Collect every row below that contains the word "pink" and copy each of those rows as it appears.

------------------------------------------------

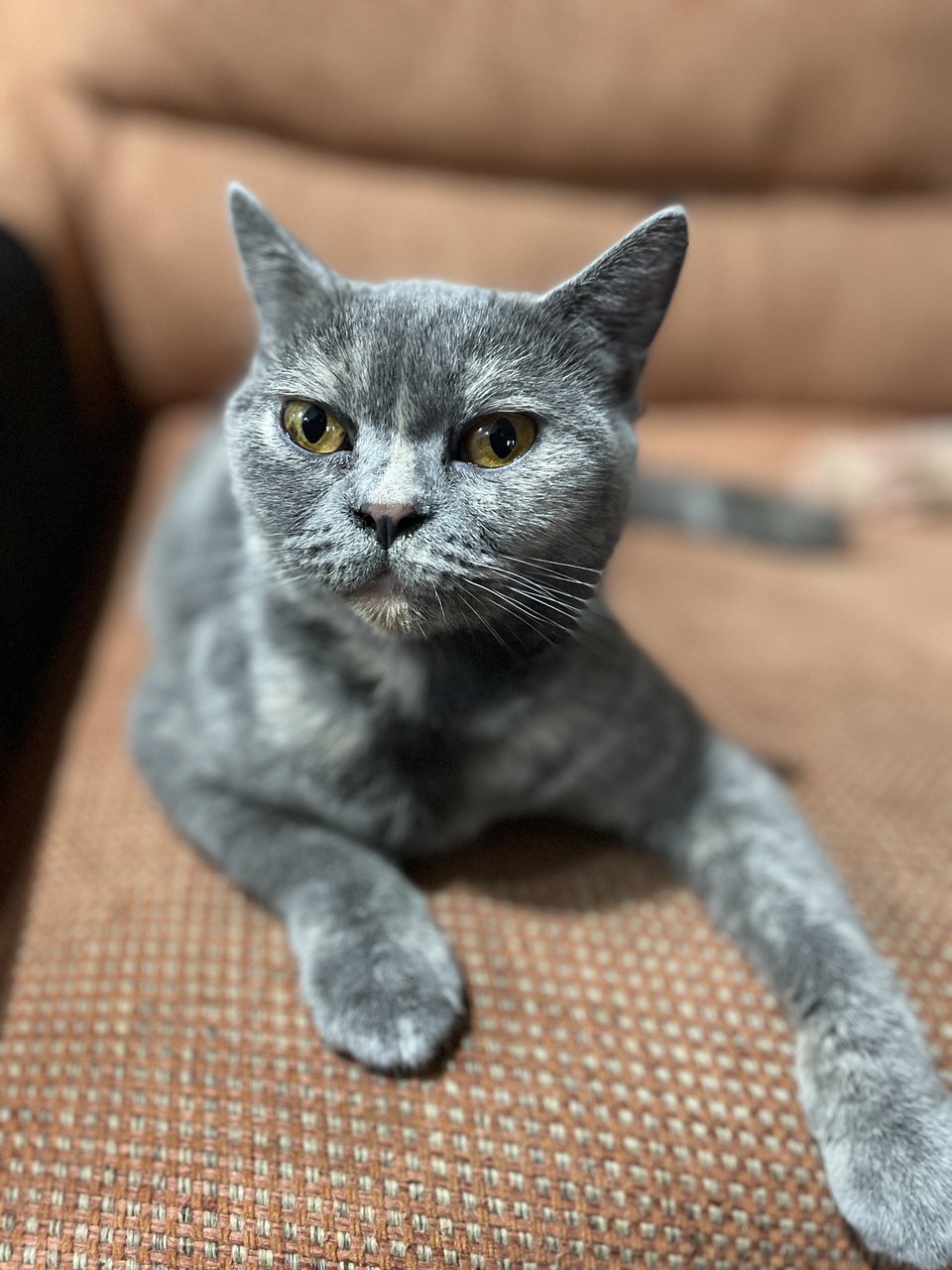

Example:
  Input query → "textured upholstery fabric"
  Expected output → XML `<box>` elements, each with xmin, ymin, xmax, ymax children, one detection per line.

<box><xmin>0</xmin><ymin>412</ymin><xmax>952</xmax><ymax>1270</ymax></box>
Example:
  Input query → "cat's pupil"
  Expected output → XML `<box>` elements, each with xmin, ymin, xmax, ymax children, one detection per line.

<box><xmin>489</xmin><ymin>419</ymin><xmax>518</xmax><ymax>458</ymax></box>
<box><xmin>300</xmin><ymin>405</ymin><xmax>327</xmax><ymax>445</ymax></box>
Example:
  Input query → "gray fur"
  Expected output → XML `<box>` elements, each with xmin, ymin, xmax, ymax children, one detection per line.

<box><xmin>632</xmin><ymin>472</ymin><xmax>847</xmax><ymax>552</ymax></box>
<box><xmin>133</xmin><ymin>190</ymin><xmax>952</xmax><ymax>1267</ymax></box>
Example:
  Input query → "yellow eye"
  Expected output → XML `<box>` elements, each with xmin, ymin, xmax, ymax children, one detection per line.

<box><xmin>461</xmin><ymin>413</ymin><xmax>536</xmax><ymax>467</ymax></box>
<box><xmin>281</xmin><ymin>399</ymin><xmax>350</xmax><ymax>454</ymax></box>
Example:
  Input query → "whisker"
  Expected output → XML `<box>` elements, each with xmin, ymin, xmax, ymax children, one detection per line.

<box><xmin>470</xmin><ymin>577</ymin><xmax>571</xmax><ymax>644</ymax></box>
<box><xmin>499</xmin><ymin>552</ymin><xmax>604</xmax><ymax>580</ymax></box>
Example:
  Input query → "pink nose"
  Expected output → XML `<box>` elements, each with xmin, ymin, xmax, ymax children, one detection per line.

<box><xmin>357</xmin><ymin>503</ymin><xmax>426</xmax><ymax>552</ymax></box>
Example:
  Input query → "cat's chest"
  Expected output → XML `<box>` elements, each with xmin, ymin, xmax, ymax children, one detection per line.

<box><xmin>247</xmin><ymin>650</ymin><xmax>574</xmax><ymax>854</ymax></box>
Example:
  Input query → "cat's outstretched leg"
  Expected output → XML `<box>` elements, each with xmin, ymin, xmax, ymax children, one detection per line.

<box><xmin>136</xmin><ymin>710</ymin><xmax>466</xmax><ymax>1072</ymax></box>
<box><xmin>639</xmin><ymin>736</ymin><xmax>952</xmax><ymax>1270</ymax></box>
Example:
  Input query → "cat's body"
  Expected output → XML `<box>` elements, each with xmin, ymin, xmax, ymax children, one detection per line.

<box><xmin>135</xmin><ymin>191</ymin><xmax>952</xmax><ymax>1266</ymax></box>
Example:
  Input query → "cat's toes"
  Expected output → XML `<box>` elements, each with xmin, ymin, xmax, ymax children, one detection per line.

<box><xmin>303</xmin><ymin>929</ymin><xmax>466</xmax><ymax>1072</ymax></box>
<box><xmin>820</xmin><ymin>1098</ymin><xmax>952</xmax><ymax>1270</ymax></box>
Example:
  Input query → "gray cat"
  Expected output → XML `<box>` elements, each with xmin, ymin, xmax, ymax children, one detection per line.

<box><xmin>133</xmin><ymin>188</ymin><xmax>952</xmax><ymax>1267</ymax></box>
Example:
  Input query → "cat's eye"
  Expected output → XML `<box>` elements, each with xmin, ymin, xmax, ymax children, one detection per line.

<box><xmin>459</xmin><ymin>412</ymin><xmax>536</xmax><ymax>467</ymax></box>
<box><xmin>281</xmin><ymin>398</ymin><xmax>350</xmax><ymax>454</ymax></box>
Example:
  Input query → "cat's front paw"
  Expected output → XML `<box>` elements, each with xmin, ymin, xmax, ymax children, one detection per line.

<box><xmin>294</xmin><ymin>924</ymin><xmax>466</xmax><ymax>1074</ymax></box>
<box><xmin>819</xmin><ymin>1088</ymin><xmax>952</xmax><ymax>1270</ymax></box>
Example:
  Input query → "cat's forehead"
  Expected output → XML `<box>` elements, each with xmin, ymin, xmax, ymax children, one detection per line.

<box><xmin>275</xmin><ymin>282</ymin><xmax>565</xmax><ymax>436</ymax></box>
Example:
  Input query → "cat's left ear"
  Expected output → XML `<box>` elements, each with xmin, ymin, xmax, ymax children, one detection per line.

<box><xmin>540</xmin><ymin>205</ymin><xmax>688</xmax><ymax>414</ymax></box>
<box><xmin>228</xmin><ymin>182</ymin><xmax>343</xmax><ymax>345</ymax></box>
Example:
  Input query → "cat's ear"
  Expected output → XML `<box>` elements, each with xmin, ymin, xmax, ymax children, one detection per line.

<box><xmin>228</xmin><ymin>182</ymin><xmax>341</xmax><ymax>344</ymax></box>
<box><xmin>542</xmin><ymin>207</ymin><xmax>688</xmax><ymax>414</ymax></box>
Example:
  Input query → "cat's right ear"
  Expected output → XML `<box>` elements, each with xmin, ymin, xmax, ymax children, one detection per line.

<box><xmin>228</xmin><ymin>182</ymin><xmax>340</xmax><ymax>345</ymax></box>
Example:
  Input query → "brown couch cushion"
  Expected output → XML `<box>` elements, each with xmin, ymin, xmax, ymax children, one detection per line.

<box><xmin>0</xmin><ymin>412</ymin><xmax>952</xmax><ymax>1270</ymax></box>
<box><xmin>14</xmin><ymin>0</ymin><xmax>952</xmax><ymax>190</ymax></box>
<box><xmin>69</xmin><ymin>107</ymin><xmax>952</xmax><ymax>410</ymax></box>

------------------------------------------------

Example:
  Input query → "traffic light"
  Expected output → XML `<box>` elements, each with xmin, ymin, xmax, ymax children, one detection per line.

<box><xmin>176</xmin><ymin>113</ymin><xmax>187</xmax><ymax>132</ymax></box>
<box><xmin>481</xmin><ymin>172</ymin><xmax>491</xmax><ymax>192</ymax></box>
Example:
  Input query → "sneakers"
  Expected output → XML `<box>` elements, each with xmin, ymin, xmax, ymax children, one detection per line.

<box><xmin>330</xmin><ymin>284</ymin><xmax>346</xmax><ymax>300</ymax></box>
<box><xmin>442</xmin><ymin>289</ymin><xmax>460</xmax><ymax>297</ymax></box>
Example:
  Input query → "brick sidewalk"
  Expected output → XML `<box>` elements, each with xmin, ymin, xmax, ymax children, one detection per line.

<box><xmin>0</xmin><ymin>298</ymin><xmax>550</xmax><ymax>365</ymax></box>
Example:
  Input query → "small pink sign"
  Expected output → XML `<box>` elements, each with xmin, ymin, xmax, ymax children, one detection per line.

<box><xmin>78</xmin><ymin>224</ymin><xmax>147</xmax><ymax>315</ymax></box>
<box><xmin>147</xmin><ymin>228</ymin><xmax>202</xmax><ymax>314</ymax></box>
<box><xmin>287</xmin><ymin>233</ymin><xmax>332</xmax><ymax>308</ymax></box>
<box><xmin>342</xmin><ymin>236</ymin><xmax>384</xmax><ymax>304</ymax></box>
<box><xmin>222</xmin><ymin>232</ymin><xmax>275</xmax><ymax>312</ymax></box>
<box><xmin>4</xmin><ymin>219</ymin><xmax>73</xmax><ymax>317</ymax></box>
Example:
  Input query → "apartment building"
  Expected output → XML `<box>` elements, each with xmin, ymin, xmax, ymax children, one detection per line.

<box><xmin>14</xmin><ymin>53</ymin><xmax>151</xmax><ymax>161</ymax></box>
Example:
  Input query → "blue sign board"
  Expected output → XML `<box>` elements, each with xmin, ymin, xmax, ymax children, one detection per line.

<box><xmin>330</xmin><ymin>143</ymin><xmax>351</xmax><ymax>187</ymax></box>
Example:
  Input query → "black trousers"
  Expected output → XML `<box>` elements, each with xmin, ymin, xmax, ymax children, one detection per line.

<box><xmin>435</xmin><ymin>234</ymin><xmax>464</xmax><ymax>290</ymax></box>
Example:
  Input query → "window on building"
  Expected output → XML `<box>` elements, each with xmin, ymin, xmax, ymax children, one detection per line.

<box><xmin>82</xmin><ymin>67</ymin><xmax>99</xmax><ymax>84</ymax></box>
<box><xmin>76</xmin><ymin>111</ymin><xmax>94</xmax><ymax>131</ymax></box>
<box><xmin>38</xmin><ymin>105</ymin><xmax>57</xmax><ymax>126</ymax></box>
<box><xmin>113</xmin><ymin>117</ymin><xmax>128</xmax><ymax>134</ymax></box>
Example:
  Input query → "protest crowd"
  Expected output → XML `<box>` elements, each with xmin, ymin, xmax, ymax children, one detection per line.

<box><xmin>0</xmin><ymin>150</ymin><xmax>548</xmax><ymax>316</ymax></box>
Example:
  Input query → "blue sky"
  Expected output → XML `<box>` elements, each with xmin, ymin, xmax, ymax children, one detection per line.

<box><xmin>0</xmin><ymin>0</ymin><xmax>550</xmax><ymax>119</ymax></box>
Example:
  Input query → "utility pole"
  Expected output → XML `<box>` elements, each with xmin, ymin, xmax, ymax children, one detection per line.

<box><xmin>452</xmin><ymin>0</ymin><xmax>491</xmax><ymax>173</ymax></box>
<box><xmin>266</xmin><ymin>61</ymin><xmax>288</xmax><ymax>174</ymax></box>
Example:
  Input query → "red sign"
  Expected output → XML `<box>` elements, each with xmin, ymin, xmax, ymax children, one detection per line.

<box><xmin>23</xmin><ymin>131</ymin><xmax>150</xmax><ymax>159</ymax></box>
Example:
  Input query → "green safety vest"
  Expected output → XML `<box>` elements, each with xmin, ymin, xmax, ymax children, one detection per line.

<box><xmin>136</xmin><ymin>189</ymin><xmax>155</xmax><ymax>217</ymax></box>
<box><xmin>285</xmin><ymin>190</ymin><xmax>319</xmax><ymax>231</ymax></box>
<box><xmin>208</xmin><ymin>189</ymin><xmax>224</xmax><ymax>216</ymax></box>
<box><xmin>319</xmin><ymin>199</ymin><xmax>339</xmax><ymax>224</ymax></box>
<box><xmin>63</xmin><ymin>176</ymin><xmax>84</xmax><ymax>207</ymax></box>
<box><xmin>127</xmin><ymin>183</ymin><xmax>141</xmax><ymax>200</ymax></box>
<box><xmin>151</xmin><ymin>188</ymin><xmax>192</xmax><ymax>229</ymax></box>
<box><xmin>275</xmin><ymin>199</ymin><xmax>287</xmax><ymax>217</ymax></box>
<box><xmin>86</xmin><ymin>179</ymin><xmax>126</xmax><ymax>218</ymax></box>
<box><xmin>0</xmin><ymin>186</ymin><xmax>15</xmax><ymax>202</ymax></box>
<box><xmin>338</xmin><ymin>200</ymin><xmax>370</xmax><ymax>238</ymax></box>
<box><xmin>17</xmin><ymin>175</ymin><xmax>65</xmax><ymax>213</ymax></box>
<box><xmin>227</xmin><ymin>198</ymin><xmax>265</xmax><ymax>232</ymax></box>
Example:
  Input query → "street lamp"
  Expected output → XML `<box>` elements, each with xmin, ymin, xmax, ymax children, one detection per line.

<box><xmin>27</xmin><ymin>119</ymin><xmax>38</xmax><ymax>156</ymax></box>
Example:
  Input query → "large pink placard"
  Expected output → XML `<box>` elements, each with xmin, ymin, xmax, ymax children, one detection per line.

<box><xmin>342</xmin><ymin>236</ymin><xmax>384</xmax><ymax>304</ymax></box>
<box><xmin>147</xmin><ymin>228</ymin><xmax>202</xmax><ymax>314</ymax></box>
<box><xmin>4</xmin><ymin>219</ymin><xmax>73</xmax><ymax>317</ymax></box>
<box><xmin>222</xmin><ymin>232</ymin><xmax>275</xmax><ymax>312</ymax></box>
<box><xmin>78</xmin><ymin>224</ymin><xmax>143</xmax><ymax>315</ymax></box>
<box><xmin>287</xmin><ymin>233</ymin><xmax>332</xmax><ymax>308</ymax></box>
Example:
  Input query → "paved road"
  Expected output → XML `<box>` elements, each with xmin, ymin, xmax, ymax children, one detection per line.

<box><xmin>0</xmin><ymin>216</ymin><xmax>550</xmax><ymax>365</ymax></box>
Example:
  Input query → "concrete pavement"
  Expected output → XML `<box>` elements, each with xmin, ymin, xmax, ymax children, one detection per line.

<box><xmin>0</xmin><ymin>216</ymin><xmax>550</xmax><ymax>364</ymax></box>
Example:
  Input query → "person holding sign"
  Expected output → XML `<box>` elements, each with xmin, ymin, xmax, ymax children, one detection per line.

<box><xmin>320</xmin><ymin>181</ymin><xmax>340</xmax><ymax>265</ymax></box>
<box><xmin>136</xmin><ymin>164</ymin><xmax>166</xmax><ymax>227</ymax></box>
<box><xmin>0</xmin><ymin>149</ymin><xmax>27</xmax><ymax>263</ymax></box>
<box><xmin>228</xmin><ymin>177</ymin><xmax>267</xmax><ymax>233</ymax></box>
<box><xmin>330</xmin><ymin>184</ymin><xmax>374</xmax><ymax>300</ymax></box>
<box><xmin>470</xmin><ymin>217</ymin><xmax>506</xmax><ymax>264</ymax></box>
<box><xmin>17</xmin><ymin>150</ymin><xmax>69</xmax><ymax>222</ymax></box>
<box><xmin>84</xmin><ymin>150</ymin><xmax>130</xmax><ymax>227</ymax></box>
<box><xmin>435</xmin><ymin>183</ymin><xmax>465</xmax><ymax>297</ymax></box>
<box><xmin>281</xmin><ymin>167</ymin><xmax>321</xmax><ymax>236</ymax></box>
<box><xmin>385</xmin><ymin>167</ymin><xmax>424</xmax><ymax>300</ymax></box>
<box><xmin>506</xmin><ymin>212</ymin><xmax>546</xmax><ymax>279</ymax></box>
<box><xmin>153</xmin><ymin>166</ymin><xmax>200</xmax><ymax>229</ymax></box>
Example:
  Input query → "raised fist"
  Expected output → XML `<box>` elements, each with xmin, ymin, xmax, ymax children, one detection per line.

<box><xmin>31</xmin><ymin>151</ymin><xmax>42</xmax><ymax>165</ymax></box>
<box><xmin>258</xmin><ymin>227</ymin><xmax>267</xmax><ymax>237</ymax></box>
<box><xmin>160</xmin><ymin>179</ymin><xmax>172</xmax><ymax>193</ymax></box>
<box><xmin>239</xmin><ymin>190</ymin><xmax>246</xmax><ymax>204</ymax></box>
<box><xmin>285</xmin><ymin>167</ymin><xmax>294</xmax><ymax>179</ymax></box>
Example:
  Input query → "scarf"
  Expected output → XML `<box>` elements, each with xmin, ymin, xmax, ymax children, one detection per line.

------------------------------------------------

* [TASK SOLUTION]
  Input query → "pink nose"
  Input query → "small pink sign"
  Input query → "large pink placard"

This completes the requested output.